WORK ORDER 1 = From the divorce forum thread, reproduce word for word the passage starting at "Yeah, working with" and ending at "who can help?".
WORK ORDER 2 = In the divorce forum thread, what age does the original poster give?
WORK ORDER 3 = Pick up the divorce forum thread from its final line and write what comes next.

TEXT EXCERPT =
*** Begin section ***

# Finally divorced. But still live together?



## Freebutnotfreeenough (Apr 18, 2021)

I am finally divorced. Never wanted to be married in the first place. I have no children, but a dog. I started this long process 9 years ago based on a lie that I didn't find out was a lie til a year later. But, by that time I was in love. He is 110% a narcissist. We are now divorced and he made sure he put me in a place where I can't get out. I have no friends and no money and he is to blame. He broke me down so badly, I am not sure how I haven't lost my **** completely. I am a mess. I want my freedom back so badly but I can't get away from him fast enough. I'm sure once I leave I will be harassed constantly. Idk how to break free completely.


----------



## Tested_by_stress (Apr 1, 2021)

Do you have a job?


----------



## Freebutnotfreeenough (Apr 18, 2021)

Yeah, working with him. He must always have control. And if I get another job, he finds any way possible to ruin it for me.


----------



## Diana7 (Apr 19, 2016)

What happened in the divorce with assets etc? 
Do you have family who can help?


----------



## FlaviusMaximus (Jan 10, 2012)

Obviously you have to break free of this situation, if he is as bad as you say, you should be willing to go somewhere even if it's minimal, to find a place from which to build a new life. Family would be a place to start if that's possible?


----------



## Freebutnotfreeenough (Apr 18, 2021)

My family will help but only if it is their way. I am 41 and still get treated like a child because I have different ideas of happiness. And then there is my mother who also wants to control every single thing I do.


----------



## DudeInProgress (Jun 10, 2019)

This isn’t what you want to hear but I hope you’ll listen. Based on your post, you are in a difficult situation but doing nothing but playing the victim card. You are blaming everyone else (your husband, your mother, etc.) but seem to be taking NO responsibility for your situation or getting yourself out of it.

You can blame whoever you want for being controlling, narcissist, whatever - but YOU allowed yourself to get into the situation and YOU are responsible for improving your situation.

If you actually want to improve your situation/life, it’s time to stop the pity party, stop being a victim, stop blaming everyone else stop making excuses and take responsibility for your situation and getting yourself into a better situation.


----------



## Trident (May 23, 2018)

Maybe you should listen to your family. It seems when left on your own you don’t make good choices.


----------



## Freebutnotfreeenough (Apr 18, 2021)

*** End section ***

DATA EXTRACTS =
*** Begin section ***

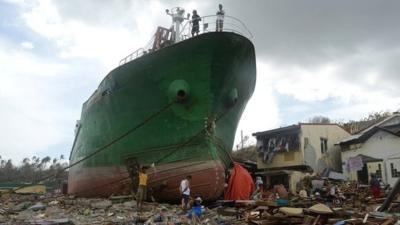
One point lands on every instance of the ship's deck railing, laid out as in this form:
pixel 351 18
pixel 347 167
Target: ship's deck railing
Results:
pixel 206 25
pixel 209 24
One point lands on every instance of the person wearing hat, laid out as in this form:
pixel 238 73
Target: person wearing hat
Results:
pixel 142 189
pixel 195 23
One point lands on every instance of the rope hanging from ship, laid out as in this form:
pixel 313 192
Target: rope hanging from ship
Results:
pixel 139 125
pixel 178 147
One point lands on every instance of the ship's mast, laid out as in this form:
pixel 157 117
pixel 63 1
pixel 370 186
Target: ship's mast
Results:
pixel 177 15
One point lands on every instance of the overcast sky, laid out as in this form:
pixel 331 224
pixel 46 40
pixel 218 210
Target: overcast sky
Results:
pixel 333 58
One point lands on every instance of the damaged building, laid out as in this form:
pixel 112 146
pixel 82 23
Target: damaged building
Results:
pixel 287 154
pixel 375 149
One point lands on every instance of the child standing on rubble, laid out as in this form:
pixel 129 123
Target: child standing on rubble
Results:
pixel 184 188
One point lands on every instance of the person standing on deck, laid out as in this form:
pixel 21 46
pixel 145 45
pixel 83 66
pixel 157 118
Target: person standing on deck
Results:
pixel 142 189
pixel 195 23
pixel 220 18
pixel 185 192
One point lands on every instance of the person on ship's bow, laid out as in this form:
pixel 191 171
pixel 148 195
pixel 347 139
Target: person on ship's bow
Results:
pixel 184 189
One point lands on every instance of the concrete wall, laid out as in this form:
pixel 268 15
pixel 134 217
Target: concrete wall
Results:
pixel 381 145
pixel 310 154
pixel 282 159
pixel 312 151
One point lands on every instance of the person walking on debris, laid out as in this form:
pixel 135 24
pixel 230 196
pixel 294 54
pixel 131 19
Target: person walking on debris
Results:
pixel 142 189
pixel 185 191
pixel 375 186
pixel 220 18
pixel 195 23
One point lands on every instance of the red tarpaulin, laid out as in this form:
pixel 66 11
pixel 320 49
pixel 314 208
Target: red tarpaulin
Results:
pixel 241 185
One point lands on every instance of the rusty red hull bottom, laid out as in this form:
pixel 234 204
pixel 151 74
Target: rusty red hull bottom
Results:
pixel 164 180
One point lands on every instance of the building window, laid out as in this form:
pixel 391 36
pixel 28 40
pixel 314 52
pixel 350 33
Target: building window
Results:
pixel 394 171
pixel 379 171
pixel 306 142
pixel 324 145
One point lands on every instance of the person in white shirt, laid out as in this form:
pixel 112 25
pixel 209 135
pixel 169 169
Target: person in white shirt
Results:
pixel 185 191
pixel 220 18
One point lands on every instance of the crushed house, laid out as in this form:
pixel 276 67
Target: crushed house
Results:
pixel 287 154
pixel 375 149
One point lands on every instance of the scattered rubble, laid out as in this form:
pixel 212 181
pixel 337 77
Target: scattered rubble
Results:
pixel 356 208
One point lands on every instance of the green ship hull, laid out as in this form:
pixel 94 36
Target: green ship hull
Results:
pixel 176 108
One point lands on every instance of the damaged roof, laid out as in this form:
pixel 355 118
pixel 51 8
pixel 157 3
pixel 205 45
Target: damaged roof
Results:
pixel 289 129
pixel 365 134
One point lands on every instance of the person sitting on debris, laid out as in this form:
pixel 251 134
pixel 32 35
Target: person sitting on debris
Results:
pixel 258 193
pixel 185 192
pixel 281 191
pixel 303 193
pixel 142 189
pixel 195 23
pixel 375 186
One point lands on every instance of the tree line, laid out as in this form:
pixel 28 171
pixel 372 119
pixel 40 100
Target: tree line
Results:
pixel 32 170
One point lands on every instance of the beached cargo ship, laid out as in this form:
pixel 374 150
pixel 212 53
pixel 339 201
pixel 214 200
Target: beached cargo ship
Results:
pixel 175 105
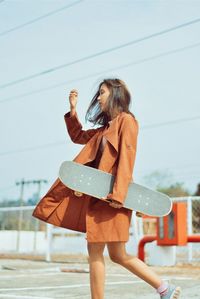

*** End section ***

TASK RESPONSE 1 =
Yeah, working with him. He must always have control. And if I get another job, he finds any way possible to ruin it for me.


----------



## Diana7 (Apr 19, 2016)

What happened in the divorce with assets etc? 
Do you have family who can help?

TASK RESPONSE 2 = The original poster says they are 41.

TASK RESPONSE 3 =
He is, but I can't bring the dog. That is my child and the only presence in my life that is making me keep my sanity. I also have a lot of stuff but that can go on storage. Only worrying about the dog right now. Since my ex won't leave the country, I want to save and move to Belize. But I clearly can't do that living here.


DudeInProgress said:


> This isn’t what you want to hear but I hope you’ll listen. Based on your post, you are in a difficult situation but doing nothing but playing the victim card. You are blaming everyone else (your husband, your mother, etc.) but seem to be taking NO responsibility for your situation or getting yourself out of it.
> 
> You can blame whoever you want for being controlling, narcissist, whatever - but YOU allowed yourself to get into the situation and YOU are responsible for improving your situation.
> 
> If you actually want to improve your situation/life, it’s time to stop the pity party, stop being a victim, stop blaming everyone else stop making excuses and take responsibility for your situation and getting yourself into a better situation.


It does sound that way, but I am not playing the victim. Sadly I have had a rough life and he had broke down everything I have left. I have to build myself back up and just leave. I may have to live in my car with my dog but oh well. I almost died a couple months ago so I'm still getting better from that. There's just a lot happening. I thank you for your input and I know I made it sound that way but the entire story isn't out there.


----------



## LisaDiane (Jul 22, 2019)

If you cannot take off and go to Belize yet, live wherever is best for you to meet that goal.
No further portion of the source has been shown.